[Natural language region descriptions]

* * * * *

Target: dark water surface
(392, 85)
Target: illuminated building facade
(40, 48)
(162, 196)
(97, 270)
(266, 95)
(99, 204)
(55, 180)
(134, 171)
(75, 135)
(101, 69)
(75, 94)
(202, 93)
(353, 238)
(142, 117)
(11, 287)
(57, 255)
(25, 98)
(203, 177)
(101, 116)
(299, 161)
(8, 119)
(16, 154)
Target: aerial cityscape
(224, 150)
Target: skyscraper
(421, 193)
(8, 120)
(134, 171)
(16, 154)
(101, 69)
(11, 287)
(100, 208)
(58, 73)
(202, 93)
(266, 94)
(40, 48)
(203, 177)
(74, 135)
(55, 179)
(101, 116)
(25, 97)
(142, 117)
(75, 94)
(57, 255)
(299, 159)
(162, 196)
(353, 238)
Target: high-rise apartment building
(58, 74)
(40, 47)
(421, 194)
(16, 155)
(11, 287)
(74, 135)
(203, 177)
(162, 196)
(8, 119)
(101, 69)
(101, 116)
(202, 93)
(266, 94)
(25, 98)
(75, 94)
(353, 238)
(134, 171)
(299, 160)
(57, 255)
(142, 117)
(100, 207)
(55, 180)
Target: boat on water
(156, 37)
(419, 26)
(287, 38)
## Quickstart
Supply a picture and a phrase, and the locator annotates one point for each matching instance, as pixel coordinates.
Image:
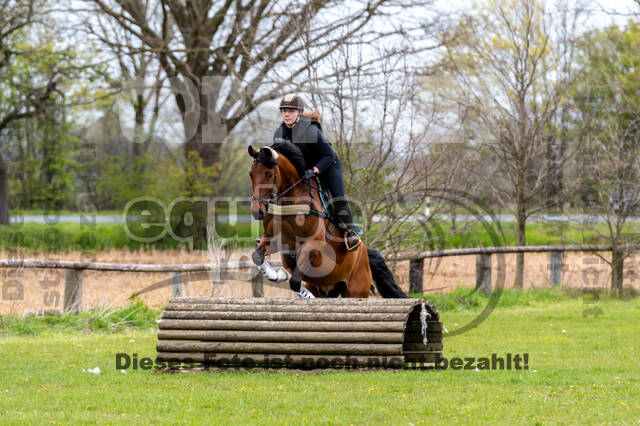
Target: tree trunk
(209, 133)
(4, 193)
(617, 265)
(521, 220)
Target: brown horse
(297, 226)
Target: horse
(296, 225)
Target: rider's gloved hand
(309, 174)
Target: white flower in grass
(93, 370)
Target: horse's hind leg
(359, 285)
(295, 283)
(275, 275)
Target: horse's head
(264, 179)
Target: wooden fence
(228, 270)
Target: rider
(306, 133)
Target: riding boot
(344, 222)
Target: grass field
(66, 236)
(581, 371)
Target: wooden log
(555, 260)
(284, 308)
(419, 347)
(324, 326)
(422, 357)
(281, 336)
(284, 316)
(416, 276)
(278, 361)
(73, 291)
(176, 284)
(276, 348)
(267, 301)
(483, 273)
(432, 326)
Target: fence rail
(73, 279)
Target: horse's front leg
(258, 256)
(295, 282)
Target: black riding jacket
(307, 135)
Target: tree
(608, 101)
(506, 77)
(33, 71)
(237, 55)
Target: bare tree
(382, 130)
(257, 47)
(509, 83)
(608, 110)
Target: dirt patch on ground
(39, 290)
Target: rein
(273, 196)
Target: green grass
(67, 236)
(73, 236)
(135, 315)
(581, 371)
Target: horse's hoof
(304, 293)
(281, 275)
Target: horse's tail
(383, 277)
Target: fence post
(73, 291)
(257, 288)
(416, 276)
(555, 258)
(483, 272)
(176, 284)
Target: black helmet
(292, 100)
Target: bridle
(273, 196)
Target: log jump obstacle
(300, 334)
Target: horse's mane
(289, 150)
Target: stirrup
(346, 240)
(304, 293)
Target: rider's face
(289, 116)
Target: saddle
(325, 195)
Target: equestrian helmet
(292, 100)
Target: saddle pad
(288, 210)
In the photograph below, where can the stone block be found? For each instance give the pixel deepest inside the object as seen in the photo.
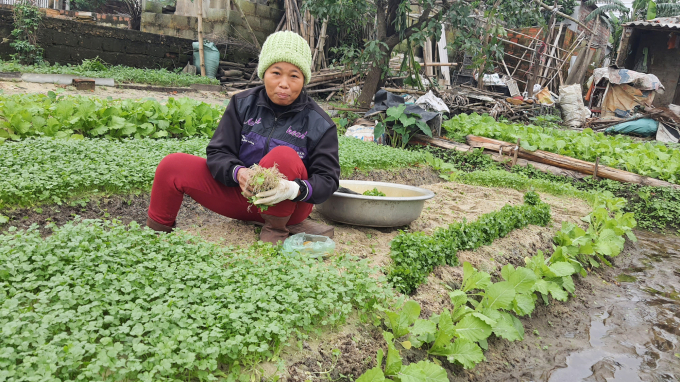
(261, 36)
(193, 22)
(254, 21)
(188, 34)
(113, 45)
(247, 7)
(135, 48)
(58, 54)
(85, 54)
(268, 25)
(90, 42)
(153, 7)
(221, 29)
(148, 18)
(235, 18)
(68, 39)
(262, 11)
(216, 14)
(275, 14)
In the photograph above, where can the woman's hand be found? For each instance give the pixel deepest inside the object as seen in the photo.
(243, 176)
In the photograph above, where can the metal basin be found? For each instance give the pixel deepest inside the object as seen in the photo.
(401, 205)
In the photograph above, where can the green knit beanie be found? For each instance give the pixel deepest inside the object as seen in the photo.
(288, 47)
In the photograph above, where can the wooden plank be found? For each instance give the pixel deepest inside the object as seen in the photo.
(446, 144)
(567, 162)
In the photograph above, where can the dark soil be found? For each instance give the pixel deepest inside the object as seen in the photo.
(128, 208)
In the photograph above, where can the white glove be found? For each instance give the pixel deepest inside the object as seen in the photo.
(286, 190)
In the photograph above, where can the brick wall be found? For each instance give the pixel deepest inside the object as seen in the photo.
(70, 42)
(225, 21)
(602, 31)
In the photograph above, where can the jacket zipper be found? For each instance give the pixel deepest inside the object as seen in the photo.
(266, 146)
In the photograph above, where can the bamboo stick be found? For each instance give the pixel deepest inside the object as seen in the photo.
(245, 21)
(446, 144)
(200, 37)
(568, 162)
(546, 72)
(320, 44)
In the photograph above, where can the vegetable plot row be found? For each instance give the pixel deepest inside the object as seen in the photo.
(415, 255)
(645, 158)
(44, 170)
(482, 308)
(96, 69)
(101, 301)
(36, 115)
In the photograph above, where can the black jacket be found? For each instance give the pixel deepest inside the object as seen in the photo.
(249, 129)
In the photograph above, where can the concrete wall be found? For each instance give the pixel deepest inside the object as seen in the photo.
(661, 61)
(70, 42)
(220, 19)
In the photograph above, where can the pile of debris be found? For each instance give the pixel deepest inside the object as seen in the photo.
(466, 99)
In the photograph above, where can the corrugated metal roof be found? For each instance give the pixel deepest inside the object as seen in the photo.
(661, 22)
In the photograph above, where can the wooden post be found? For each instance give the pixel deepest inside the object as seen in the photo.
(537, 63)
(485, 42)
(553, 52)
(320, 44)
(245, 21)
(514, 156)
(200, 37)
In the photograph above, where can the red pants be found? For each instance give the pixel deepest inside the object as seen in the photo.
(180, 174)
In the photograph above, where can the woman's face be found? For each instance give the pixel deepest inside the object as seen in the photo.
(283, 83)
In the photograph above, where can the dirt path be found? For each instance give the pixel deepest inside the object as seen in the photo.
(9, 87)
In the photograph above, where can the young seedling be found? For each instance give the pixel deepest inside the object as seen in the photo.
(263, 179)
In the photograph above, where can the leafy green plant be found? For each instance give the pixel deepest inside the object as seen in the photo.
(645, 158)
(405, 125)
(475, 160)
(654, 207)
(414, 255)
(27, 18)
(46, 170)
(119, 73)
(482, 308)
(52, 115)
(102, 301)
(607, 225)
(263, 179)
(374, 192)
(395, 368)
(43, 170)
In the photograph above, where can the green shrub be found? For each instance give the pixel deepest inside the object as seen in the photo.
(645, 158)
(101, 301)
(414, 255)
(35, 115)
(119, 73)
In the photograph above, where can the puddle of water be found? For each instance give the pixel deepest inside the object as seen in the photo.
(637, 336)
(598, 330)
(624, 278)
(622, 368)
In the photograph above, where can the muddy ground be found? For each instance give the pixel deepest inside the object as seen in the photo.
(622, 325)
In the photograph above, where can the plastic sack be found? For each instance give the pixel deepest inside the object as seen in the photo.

* * * * *

Leave the images out and transcribe the remaining data above word for word.

Target: dark water surface
(392, 85)
Target: illuminated building facade
(40, 48)
(162, 196)
(97, 270)
(266, 95)
(99, 204)
(55, 180)
(134, 171)
(75, 135)
(101, 69)
(75, 94)
(202, 93)
(353, 238)
(142, 117)
(11, 287)
(57, 255)
(25, 98)
(203, 177)
(101, 116)
(299, 161)
(8, 119)
(16, 154)
Target: aerial cityscape
(224, 150)
Target: skyscraper
(421, 193)
(8, 120)
(134, 171)
(16, 154)
(101, 69)
(11, 287)
(100, 208)
(58, 73)
(202, 93)
(266, 94)
(40, 48)
(203, 177)
(74, 135)
(55, 179)
(101, 116)
(25, 97)
(142, 117)
(75, 94)
(57, 255)
(299, 159)
(162, 196)
(353, 238)
Target: high-rise apartment building
(58, 74)
(40, 47)
(421, 194)
(16, 155)
(11, 287)
(74, 135)
(203, 177)
(162, 196)
(8, 119)
(101, 69)
(101, 116)
(202, 93)
(266, 94)
(25, 98)
(75, 94)
(353, 238)
(134, 171)
(299, 160)
(57, 255)
(142, 117)
(100, 207)
(55, 180)
Target: boat on water
(156, 37)
(419, 26)
(287, 38)
## Quickstart
Supply a picture and a phrase, and the locator annotates one point for each matching instance, as pixel coordinates.
Image:
Target: tree trunk
(209, 133)
(4, 193)
(617, 265)
(521, 220)
Target: brown horse
(297, 226)
Target: horse
(296, 225)
Target: rider's gloved hand
(309, 174)
Target: white flower in grass
(93, 370)
Target: horse's hind leg
(359, 285)
(295, 283)
(275, 275)
Target: horse's head
(264, 179)
Target: wooden fence
(228, 270)
Target: rider
(306, 133)
Target: riding boot
(344, 222)
Target: grass field
(66, 236)
(581, 371)
Target: wooden log
(555, 260)
(284, 308)
(419, 347)
(324, 326)
(422, 357)
(281, 336)
(284, 316)
(416, 276)
(278, 361)
(73, 291)
(176, 284)
(276, 348)
(267, 301)
(483, 273)
(432, 326)
Target: fence rail
(73, 279)
Target: horse's front leg
(258, 256)
(295, 282)
Target: black riding jacket
(307, 135)
Target: tree
(608, 101)
(506, 77)
(33, 71)
(237, 55)
Target: bare tree
(382, 130)
(257, 47)
(509, 83)
(608, 110)
Target: dirt patch on ground
(39, 290)
Target: rein
(273, 196)
Target: green grass
(67, 236)
(73, 236)
(135, 315)
(581, 371)
Target: horse's hoof
(304, 293)
(281, 275)
Target: horse's tail
(383, 277)
Target: fence post
(73, 291)
(257, 288)
(416, 276)
(555, 258)
(483, 272)
(176, 284)
Target: black helmet
(292, 100)
Target: bridle
(273, 196)
Target: log jump obstacle
(300, 334)
Target: horse's mane
(289, 150)
Target: stirrup
(346, 240)
(304, 293)
Target: rider's face
(289, 116)
Target: saddle
(325, 195)
Target: equestrian helmet
(292, 100)
Target: saddle pad
(288, 210)
In the photograph below, where can the stone block be found? For each instance give the pixel deepest inside the object as seen in the photo.
(261, 36)
(193, 22)
(254, 21)
(188, 34)
(113, 45)
(247, 7)
(135, 48)
(58, 54)
(85, 54)
(268, 25)
(90, 42)
(153, 7)
(221, 29)
(148, 18)
(235, 18)
(68, 39)
(262, 11)
(216, 14)
(275, 14)
In the photograph above, where can the woman's hand be found? For each instance give the pixel deepest inside the object as seen in the photo.
(243, 176)
In the photograph above, where can the metal basin be found? For each instance give the pixel deepest inside the object as seen in the photo.
(401, 205)
In the photograph above, where can the green knit beanie be found? For each instance give the pixel deepest inside the object as seen in the photo.
(288, 47)
In the photograph above, where can the wooden plank be found? For each instance give the pixel deepest inside the object as seen in the photo.
(446, 144)
(567, 162)
In the photograph above, where can the dark soil be found? For each instance give the pixel deepest inside the object as seen in the photo.
(128, 208)
In the photograph above, where can the white glove be found? For each instance give the pixel deepest inside the object as seen in the photo.
(286, 190)
In the photograph above, where can the brick wall be found? For each instance give the pixel deepest inside the object as seen in the photo.
(70, 42)
(225, 21)
(602, 31)
In the photograph above, where can the jacket zipper be found? For each instance give the pixel deepest inside the object as seen in the photo.
(266, 146)
In the photograph above, where can the bamboo stick be found? For each instance give the pixel deepest inside the object as seen in the photo.
(245, 21)
(446, 144)
(200, 37)
(568, 162)
(546, 72)
(320, 44)
In the photograph above, where can the vegetable plot row be found? For each instance give the pixel deepest inside the object as seen in the photo.
(415, 255)
(645, 158)
(44, 170)
(482, 308)
(96, 69)
(101, 301)
(36, 115)
In the photograph above, where can the black jacket be found? For each instance give the pixel deepest inside the object as seen in the photo.
(249, 129)
In the photograph above, where can the concrete wall be found? For each instance give the pixel deepest inside the object as seen in the photo.
(661, 61)
(70, 42)
(220, 19)
In the photograph above, where can the pile of debris be found? For each instance give the pixel deepest inside the object as seen in the photo.
(466, 99)
In the photograph above, where can the corrugated metal roof be found? For each instance give the pixel deepest inside the object as seen in the photo.
(661, 22)
In the photograph above, where can the wooden post be found? For each instance give the pixel deepest inside the object as seen in the photo.
(537, 63)
(485, 42)
(553, 52)
(320, 44)
(245, 21)
(514, 156)
(200, 37)
In the photograph above, where can the red pants be found? For each instance give the pixel deepest inside the object as seen in the photo.
(180, 174)
In the photograph above, where can the woman's face be found? For each instance give the pixel deepest inside the object as seen in the photo.
(283, 83)
In the photograph above, where can the dirt path be found? For each instance give the pixel deepest inside the object as seen in the photo.
(9, 87)
In the photograph above, where can the young seedling be found? For each instance give the pixel deepest inside the object as seen in the photo.
(263, 179)
In the photograph above, where can the leafy green plant be found? For each instance give the pixel deepest inside the object as seen in the photo.
(645, 158)
(405, 125)
(475, 160)
(654, 207)
(414, 255)
(27, 18)
(46, 170)
(119, 73)
(482, 308)
(52, 115)
(102, 301)
(607, 225)
(263, 179)
(374, 192)
(395, 368)
(43, 170)
In the photograph above, where can the green shrub be found? For each instance give the pixel deepest inside the object as seen in the photo.
(645, 158)
(101, 301)
(414, 255)
(35, 115)
(119, 73)
In the photograph above, where can the puddle of water be found? For each instance give the pixel deepest inside the object as seen in the photo.
(637, 336)
(598, 330)
(624, 278)
(622, 368)
In the photograph above, where can the muddy ground be found? For each instance give the pixel deepest inside the object as seen in the photo.
(622, 325)
In the photograph above, where can the plastic sack be found? For each instance give the pixel deepest inside the object as seen in the photo.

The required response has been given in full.